▸ What you will do: Without the images, output each record below as it stands.

Segment Open

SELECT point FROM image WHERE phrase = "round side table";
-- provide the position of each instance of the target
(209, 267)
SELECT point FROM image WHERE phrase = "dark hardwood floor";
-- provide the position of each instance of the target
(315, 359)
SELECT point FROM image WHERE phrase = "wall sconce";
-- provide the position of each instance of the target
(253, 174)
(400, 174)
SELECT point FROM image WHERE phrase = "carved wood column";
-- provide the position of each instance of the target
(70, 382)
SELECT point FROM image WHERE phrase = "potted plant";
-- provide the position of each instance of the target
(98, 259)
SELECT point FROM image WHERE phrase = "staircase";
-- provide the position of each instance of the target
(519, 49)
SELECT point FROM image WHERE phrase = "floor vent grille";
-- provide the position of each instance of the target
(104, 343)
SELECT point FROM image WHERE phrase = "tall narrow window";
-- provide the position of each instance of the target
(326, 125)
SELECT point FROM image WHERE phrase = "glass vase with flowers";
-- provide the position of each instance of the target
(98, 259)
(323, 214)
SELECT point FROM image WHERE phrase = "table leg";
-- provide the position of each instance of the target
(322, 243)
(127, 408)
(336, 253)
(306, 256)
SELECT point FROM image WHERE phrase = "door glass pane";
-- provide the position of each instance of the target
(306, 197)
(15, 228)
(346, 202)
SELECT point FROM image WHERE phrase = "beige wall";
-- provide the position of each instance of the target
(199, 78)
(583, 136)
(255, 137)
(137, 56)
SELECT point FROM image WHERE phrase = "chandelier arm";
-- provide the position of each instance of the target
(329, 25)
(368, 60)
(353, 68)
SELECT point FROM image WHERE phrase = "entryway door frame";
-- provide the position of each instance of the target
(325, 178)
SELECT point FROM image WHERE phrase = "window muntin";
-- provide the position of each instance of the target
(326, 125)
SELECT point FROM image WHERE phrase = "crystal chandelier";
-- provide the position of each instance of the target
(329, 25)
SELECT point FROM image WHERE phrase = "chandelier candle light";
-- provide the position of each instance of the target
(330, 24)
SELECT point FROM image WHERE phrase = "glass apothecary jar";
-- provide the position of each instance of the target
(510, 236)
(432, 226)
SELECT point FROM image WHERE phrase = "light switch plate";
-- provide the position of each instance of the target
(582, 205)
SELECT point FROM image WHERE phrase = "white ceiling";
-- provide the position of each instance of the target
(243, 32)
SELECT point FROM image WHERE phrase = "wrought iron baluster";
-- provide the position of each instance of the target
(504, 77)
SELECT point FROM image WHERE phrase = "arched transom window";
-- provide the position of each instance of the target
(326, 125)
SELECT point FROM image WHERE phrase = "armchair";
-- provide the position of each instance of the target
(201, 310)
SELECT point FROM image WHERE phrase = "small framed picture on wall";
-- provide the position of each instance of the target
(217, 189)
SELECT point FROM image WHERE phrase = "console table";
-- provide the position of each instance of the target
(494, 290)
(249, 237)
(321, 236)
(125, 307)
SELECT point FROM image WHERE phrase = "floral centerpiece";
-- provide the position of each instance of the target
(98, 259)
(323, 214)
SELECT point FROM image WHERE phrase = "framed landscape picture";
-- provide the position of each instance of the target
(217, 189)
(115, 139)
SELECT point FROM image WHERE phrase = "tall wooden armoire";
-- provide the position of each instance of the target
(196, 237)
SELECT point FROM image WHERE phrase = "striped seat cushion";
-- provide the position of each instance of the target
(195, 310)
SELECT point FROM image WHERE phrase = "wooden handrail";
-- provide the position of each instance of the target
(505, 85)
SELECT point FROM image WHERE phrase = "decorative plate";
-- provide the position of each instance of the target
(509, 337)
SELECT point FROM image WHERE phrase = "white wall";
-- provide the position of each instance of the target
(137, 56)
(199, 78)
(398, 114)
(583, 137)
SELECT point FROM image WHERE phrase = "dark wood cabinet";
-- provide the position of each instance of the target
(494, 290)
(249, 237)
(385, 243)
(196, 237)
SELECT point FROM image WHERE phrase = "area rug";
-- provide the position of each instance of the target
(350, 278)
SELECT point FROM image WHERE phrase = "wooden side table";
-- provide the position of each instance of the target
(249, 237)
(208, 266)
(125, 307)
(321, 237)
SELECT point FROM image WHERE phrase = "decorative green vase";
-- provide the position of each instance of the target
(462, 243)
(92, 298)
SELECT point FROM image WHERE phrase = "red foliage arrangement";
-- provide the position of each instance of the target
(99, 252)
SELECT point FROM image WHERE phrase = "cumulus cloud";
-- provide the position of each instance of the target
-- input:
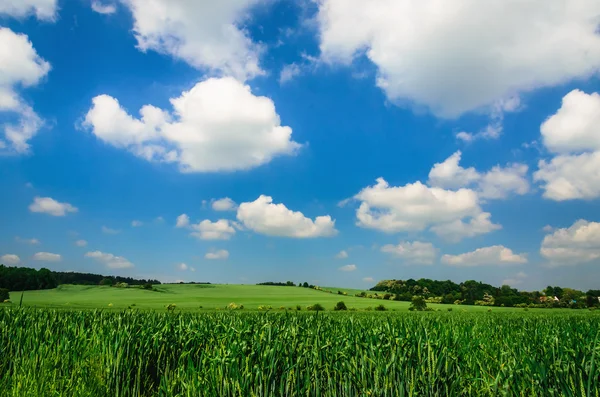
(30, 241)
(108, 230)
(264, 217)
(42, 9)
(579, 243)
(573, 133)
(496, 255)
(416, 207)
(109, 260)
(47, 257)
(515, 280)
(218, 125)
(47, 205)
(341, 255)
(417, 252)
(182, 221)
(497, 183)
(468, 58)
(224, 204)
(10, 259)
(219, 230)
(20, 67)
(102, 8)
(218, 254)
(206, 35)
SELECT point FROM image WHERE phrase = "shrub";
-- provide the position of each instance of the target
(418, 302)
(316, 307)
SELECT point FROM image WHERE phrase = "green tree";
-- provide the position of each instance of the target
(418, 303)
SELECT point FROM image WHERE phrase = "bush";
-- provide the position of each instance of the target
(418, 302)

Segment Closed

▸ Answer to the problem:
SELECT point FROM image WHERE phrase = "round side table";
-- provide the position of each instance of the target
(209, 267)
SELECT point FROM image WHERE phrase = "dark hardwood floor";
-- provide the position of each instance of the target
(315, 359)
SELECT point FROM image WHERE phrase = "wall sconce";
-- provide the position of each instance of the target
(253, 174)
(400, 174)
SELECT point FROM image WHERE phrase = "carved wood column";
-- provide the position of each instance of the target
(70, 382)
SELECT point FROM image WHERE phrase = "potted plant";
-- provide the position of each instance of the target
(98, 259)
SELECT point FROM image WHERE phrase = "staircase";
-- provide the position of each instance of the target
(519, 49)
SELECT point FROM image WHERE phrase = "floor vent grille";
-- provide the position of each instance of the target
(104, 343)
SELECT point FROM image WHERE phrase = "tall narrow window";
-- provide the position of each instance of the target
(326, 125)
SELECT point FROM image WHERE phrase = "glass vase with flowers";
-- provide the position of each instance of the target
(98, 259)
(323, 214)
SELECT point FROM image WHERE phrase = "table leg";
-- provide the position of each instance of the target
(322, 243)
(127, 408)
(336, 253)
(306, 256)
SELECT point FROM image WHERE phrase = "door glass pane";
-- provide the position of each instance of the target
(306, 197)
(15, 228)
(346, 202)
SELECT point FROM image WHERE phrase = "beige wall";
-- provide the position of each instance of the target
(199, 78)
(583, 136)
(255, 137)
(137, 56)
SELECT point FROM image WHERE phrase = "chandelier arm";
-- provide the position of each instance of the target
(329, 25)
(368, 60)
(353, 68)
SELECT point FROM image WHERE phrase = "entryway door frame";
-- provide the position of each instance of the target
(325, 178)
SELECT point FROM image WHERE phrase = "window muntin";
-- provide the position of each instance of the target
(326, 125)
SELECT point FROM image WHERE phrase = "crystal chandelier";
-- provide the position of each instance of the target
(329, 25)
SELECT point FROM image WHERE phrase = "chandelier candle light";
-- provide the position of each instance of the target
(330, 24)
SELECT point FROM image WHERE phrase = "glass apothecary jar";
-- provide the position of each instance of the target
(510, 236)
(432, 226)
SELECT point FROM image WHERE phrase = "light switch plate";
-- provide the position of each instance of the target
(582, 205)
SELECT point FROM image WHERE phrase = "white ceiling";
-- provide the position of each instance of the target
(243, 32)
SELECT point FROM image WHERE phrase = "wrought iron baluster";
-- provide the position of each instance of the target
(504, 77)
SELECT point FROM image WHERE phrase = "arched transom window";
-- provide the position of each instance of the target
(326, 125)
SELECT point FROM image WHERE phrase = "armchair";
-- provide the position of each instance of the target
(201, 310)
SELECT point FROM image WHERE phrase = "small framed picture on wall";
-- provide the position of each instance of the target
(217, 189)
SELECT point FROM image WHERE phrase = "console table";
-- provide the position of each instance of the target
(494, 290)
(249, 237)
(321, 236)
(125, 307)
SELECT point FROM image WHERE phrase = "floral centerpiece";
-- provide the position of each instance of the target
(98, 259)
(323, 214)
SELECT point FROM image WHERE phrase = "framed landscape picture";
-- provide the position of each instance of the target
(217, 189)
(115, 139)
SELECT point FROM image WHERE phrase = "tall wooden armoire";
-- provide the position of each instance of the target
(196, 237)
SELECT point FROM image WHERE phrase = "striped seat cushion";
-- provide the position of each instance of the target
(195, 310)
SELECT point FROM image WHERE phrase = "wooden handrail";
-- provide the position of each instance of the target
(505, 85)
SELECT point FROM image WHERE phrase = "decorative plate";
-- provide the position of each instance of the target
(509, 337)
SELECT point FROM image WHERE phrase = "white wall";
-- provide the position of each instance of the target
(137, 56)
(199, 78)
(398, 114)
(583, 137)
SELECT point FROM image WHERE phrase = "dark wood cabinet";
-- provide the position of each instance of the target
(494, 290)
(249, 237)
(385, 243)
(196, 237)
SELECT point FROM image WHERE phrase = "area rug";
-- provide the position of each instance of the target
(350, 278)
SELECT point FROM image WHERE phrase = "wooden side table";
-- provide the position of each instance of the target
(249, 237)
(208, 266)
(125, 307)
(321, 237)
SELECT point FROM image WHERE phrase = "decorative green vase";
-- provide the position of each instance of the target
(462, 243)
(92, 298)
SELECT point FROM image WHERE phrase = "red foliage arrangement";
-- provide the position of each instance of the target
(99, 252)
SELECT point FROM image WHERE phrase = "cumulus cloud";
-- provide the position of each instance of the target
-- input:
(30, 241)
(108, 230)
(264, 217)
(42, 9)
(579, 243)
(573, 133)
(496, 255)
(416, 207)
(109, 260)
(47, 257)
(515, 280)
(218, 125)
(47, 205)
(341, 255)
(417, 252)
(182, 221)
(497, 183)
(468, 58)
(224, 204)
(10, 259)
(219, 230)
(20, 67)
(102, 8)
(218, 254)
(206, 35)
SELECT point FROM image WHERE phrase = "shrub";
-- provide the position of each instance of the target
(418, 302)
(316, 307)
SELECT point FROM image WHERE phrase = "green tree";
-- provide the position of each instance of the target
(418, 303)
SELECT point FROM image WHERE phrase = "bush";
-- provide the position of each instance of the target
(418, 302)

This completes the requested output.